What the exercise asks:
For each entry, output its words exactly and leave any picture behind.

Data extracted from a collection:
=-=-=-=-=
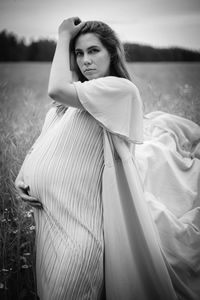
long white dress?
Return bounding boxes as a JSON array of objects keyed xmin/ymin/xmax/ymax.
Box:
[
  {"xmin": 21, "ymin": 107, "xmax": 105, "ymax": 299},
  {"xmin": 18, "ymin": 76, "xmax": 200, "ymax": 300}
]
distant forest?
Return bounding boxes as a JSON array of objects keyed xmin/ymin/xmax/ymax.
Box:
[{"xmin": 1, "ymin": 30, "xmax": 200, "ymax": 62}]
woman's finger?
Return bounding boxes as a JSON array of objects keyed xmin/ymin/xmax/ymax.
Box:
[
  {"xmin": 16, "ymin": 187, "xmax": 43, "ymax": 209},
  {"xmin": 20, "ymin": 196, "xmax": 43, "ymax": 209},
  {"xmin": 73, "ymin": 16, "xmax": 82, "ymax": 25},
  {"xmin": 74, "ymin": 18, "xmax": 85, "ymax": 30},
  {"xmin": 15, "ymin": 186, "xmax": 30, "ymax": 198},
  {"xmin": 25, "ymin": 201, "xmax": 43, "ymax": 209},
  {"xmin": 27, "ymin": 201, "xmax": 43, "ymax": 209},
  {"xmin": 19, "ymin": 193, "xmax": 43, "ymax": 206},
  {"xmin": 18, "ymin": 193, "xmax": 38, "ymax": 202},
  {"xmin": 15, "ymin": 180, "xmax": 29, "ymax": 191}
]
=-=-=-=-=
Answer for the task:
long white dress?
Return bounding boxes as a JSON array of objects keyed xmin/ymin/xmax/ymax.
Box:
[
  {"xmin": 21, "ymin": 107, "xmax": 105, "ymax": 299},
  {"xmin": 18, "ymin": 76, "xmax": 200, "ymax": 300}
]
distant forest?
Return bounding boxes as a JSON array of objects keyed xmin/ymin/xmax/ymax.
Box:
[{"xmin": 1, "ymin": 30, "xmax": 200, "ymax": 62}]
woman's finger?
Return bounding boxes as a JSON array of objects keyed xmin/ymin/xmax/ymax.
Box:
[
  {"xmin": 16, "ymin": 187, "xmax": 43, "ymax": 209},
  {"xmin": 20, "ymin": 196, "xmax": 43, "ymax": 209},
  {"xmin": 73, "ymin": 16, "xmax": 82, "ymax": 25},
  {"xmin": 74, "ymin": 18, "xmax": 85, "ymax": 30},
  {"xmin": 15, "ymin": 186, "xmax": 30, "ymax": 198},
  {"xmin": 25, "ymin": 201, "xmax": 43, "ymax": 209},
  {"xmin": 27, "ymin": 201, "xmax": 43, "ymax": 209},
  {"xmin": 19, "ymin": 193, "xmax": 43, "ymax": 206},
  {"xmin": 18, "ymin": 193, "xmax": 38, "ymax": 202},
  {"xmin": 15, "ymin": 180, "xmax": 29, "ymax": 191}
]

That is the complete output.